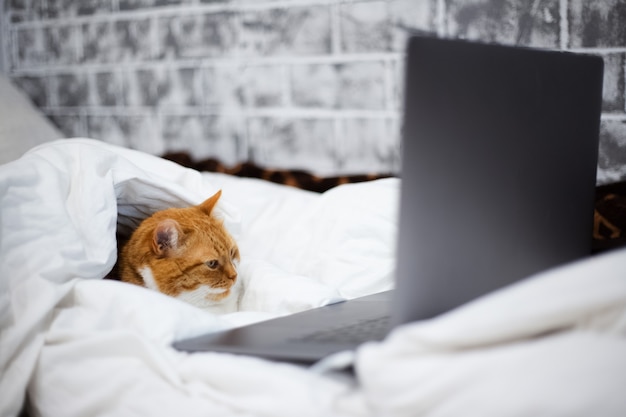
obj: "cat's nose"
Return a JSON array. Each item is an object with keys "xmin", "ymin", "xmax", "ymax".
[{"xmin": 226, "ymin": 264, "xmax": 237, "ymax": 282}]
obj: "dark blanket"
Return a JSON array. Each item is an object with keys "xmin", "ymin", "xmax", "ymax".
[
  {"xmin": 594, "ymin": 181, "xmax": 626, "ymax": 253},
  {"xmin": 163, "ymin": 152, "xmax": 626, "ymax": 255}
]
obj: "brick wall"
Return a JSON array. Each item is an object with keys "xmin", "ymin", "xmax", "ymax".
[{"xmin": 1, "ymin": 0, "xmax": 625, "ymax": 183}]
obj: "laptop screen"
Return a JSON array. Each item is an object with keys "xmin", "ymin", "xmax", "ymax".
[{"xmin": 393, "ymin": 36, "xmax": 604, "ymax": 324}]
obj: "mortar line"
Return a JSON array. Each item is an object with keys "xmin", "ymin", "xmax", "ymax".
[{"xmin": 559, "ymin": 0, "xmax": 569, "ymax": 50}]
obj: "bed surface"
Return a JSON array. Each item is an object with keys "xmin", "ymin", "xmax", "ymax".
[{"xmin": 1, "ymin": 139, "xmax": 625, "ymax": 417}]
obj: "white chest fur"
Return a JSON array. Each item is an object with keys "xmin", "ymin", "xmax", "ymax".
[{"xmin": 138, "ymin": 266, "xmax": 241, "ymax": 314}]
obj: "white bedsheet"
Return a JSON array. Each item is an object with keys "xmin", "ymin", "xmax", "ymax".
[{"xmin": 1, "ymin": 139, "xmax": 625, "ymax": 417}]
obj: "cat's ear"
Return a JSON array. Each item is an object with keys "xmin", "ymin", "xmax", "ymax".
[
  {"xmin": 198, "ymin": 190, "xmax": 222, "ymax": 216},
  {"xmin": 152, "ymin": 219, "xmax": 181, "ymax": 257}
]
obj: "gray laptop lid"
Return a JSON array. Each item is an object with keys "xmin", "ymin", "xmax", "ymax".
[
  {"xmin": 173, "ymin": 36, "xmax": 604, "ymax": 362},
  {"xmin": 393, "ymin": 36, "xmax": 603, "ymax": 325}
]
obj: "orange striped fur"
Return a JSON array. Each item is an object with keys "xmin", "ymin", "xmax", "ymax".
[{"xmin": 119, "ymin": 190, "xmax": 241, "ymax": 311}]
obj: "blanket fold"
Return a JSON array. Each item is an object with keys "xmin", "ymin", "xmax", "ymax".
[
  {"xmin": 0, "ymin": 139, "xmax": 227, "ymax": 416},
  {"xmin": 356, "ymin": 248, "xmax": 626, "ymax": 416}
]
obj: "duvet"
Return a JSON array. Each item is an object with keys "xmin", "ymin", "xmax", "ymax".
[{"xmin": 1, "ymin": 139, "xmax": 625, "ymax": 417}]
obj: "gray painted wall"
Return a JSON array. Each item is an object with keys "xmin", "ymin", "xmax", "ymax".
[
  {"xmin": 0, "ymin": 32, "xmax": 3, "ymax": 73},
  {"xmin": 0, "ymin": 1, "xmax": 5, "ymax": 74},
  {"xmin": 1, "ymin": 0, "xmax": 625, "ymax": 183}
]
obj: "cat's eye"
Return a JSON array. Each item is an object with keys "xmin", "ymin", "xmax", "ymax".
[{"xmin": 205, "ymin": 260, "xmax": 219, "ymax": 269}]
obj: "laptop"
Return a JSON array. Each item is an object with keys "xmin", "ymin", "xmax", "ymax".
[{"xmin": 173, "ymin": 36, "xmax": 604, "ymax": 363}]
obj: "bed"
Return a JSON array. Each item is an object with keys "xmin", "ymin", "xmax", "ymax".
[{"xmin": 1, "ymin": 76, "xmax": 626, "ymax": 417}]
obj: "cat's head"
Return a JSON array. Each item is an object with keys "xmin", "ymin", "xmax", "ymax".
[{"xmin": 121, "ymin": 190, "xmax": 241, "ymax": 309}]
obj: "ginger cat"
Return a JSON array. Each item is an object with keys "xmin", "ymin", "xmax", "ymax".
[{"xmin": 119, "ymin": 190, "xmax": 241, "ymax": 313}]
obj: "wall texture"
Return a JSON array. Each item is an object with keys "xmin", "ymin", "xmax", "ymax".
[
  {"xmin": 1, "ymin": 0, "xmax": 625, "ymax": 183},
  {"xmin": 0, "ymin": 19, "xmax": 5, "ymax": 72}
]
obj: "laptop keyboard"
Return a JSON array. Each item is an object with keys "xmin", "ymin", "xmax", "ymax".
[{"xmin": 290, "ymin": 316, "xmax": 390, "ymax": 344}]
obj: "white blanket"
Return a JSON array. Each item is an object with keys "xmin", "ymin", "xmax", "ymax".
[{"xmin": 1, "ymin": 139, "xmax": 625, "ymax": 417}]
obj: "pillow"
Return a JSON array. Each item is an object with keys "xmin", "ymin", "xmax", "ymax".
[{"xmin": 0, "ymin": 74, "xmax": 63, "ymax": 165}]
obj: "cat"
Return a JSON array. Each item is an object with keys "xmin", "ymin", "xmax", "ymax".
[{"xmin": 119, "ymin": 190, "xmax": 242, "ymax": 313}]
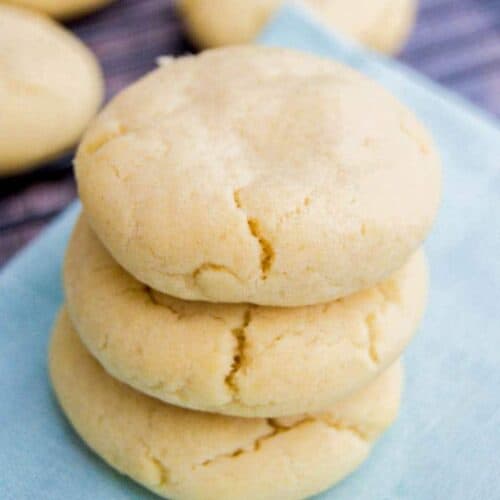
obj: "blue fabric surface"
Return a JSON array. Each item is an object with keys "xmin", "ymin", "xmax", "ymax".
[{"xmin": 1, "ymin": 5, "xmax": 499, "ymax": 499}]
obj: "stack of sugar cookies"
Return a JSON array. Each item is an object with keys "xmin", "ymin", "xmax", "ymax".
[{"xmin": 49, "ymin": 46, "xmax": 441, "ymax": 500}]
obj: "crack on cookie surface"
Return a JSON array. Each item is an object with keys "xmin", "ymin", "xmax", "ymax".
[
  {"xmin": 140, "ymin": 375, "xmax": 194, "ymax": 404},
  {"xmin": 313, "ymin": 415, "xmax": 368, "ymax": 441},
  {"xmin": 83, "ymin": 122, "xmax": 129, "ymax": 156},
  {"xmin": 247, "ymin": 218, "xmax": 275, "ymax": 278},
  {"xmin": 150, "ymin": 456, "xmax": 171, "ymax": 487},
  {"xmin": 365, "ymin": 313, "xmax": 380, "ymax": 364},
  {"xmin": 271, "ymin": 413, "xmax": 368, "ymax": 440},
  {"xmin": 142, "ymin": 261, "xmax": 243, "ymax": 300},
  {"xmin": 233, "ymin": 189, "xmax": 275, "ymax": 279},
  {"xmin": 147, "ymin": 286, "xmax": 232, "ymax": 325},
  {"xmin": 192, "ymin": 262, "xmax": 242, "ymax": 284},
  {"xmin": 145, "ymin": 286, "xmax": 187, "ymax": 320},
  {"xmin": 225, "ymin": 307, "xmax": 253, "ymax": 397},
  {"xmin": 199, "ymin": 418, "xmax": 289, "ymax": 467},
  {"xmin": 198, "ymin": 415, "xmax": 367, "ymax": 468},
  {"xmin": 140, "ymin": 438, "xmax": 172, "ymax": 488}
]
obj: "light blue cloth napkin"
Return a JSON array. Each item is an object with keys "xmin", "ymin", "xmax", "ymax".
[{"xmin": 1, "ymin": 4, "xmax": 499, "ymax": 499}]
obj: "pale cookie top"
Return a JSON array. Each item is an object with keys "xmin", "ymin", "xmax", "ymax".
[
  {"xmin": 76, "ymin": 46, "xmax": 440, "ymax": 306},
  {"xmin": 4, "ymin": 0, "xmax": 113, "ymax": 19},
  {"xmin": 50, "ymin": 309, "xmax": 402, "ymax": 500},
  {"xmin": 64, "ymin": 216, "xmax": 426, "ymax": 417},
  {"xmin": 0, "ymin": 5, "xmax": 103, "ymax": 174},
  {"xmin": 178, "ymin": 0, "xmax": 416, "ymax": 54}
]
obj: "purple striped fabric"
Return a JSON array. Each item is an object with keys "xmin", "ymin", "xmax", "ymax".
[
  {"xmin": 0, "ymin": 0, "xmax": 499, "ymax": 266},
  {"xmin": 402, "ymin": 0, "xmax": 500, "ymax": 116}
]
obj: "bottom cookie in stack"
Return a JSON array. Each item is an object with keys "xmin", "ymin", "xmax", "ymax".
[{"xmin": 50, "ymin": 309, "xmax": 403, "ymax": 500}]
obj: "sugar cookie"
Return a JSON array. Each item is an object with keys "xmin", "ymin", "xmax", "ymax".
[
  {"xmin": 75, "ymin": 47, "xmax": 440, "ymax": 306},
  {"xmin": 178, "ymin": 0, "xmax": 417, "ymax": 53},
  {"xmin": 0, "ymin": 5, "xmax": 103, "ymax": 174},
  {"xmin": 50, "ymin": 309, "xmax": 403, "ymax": 500},
  {"xmin": 64, "ymin": 216, "xmax": 425, "ymax": 417}
]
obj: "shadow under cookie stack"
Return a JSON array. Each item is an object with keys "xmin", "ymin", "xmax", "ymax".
[{"xmin": 49, "ymin": 46, "xmax": 441, "ymax": 500}]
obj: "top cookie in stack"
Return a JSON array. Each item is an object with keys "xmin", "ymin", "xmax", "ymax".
[{"xmin": 75, "ymin": 46, "xmax": 440, "ymax": 308}]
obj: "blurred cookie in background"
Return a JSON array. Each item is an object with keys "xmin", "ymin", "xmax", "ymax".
[
  {"xmin": 177, "ymin": 0, "xmax": 417, "ymax": 54},
  {"xmin": 2, "ymin": 0, "xmax": 114, "ymax": 19},
  {"xmin": 0, "ymin": 5, "xmax": 104, "ymax": 175}
]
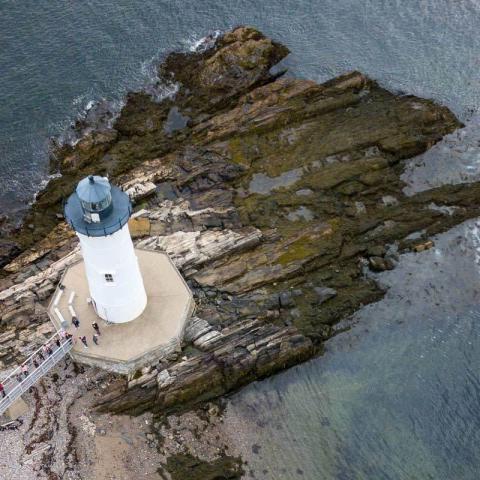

§

- _What to work on_: Sift through the entries and copy every line with "fabric".

- _Solution for this task_:
obj: "blue fabric surface"
obj: "purple striped fabric"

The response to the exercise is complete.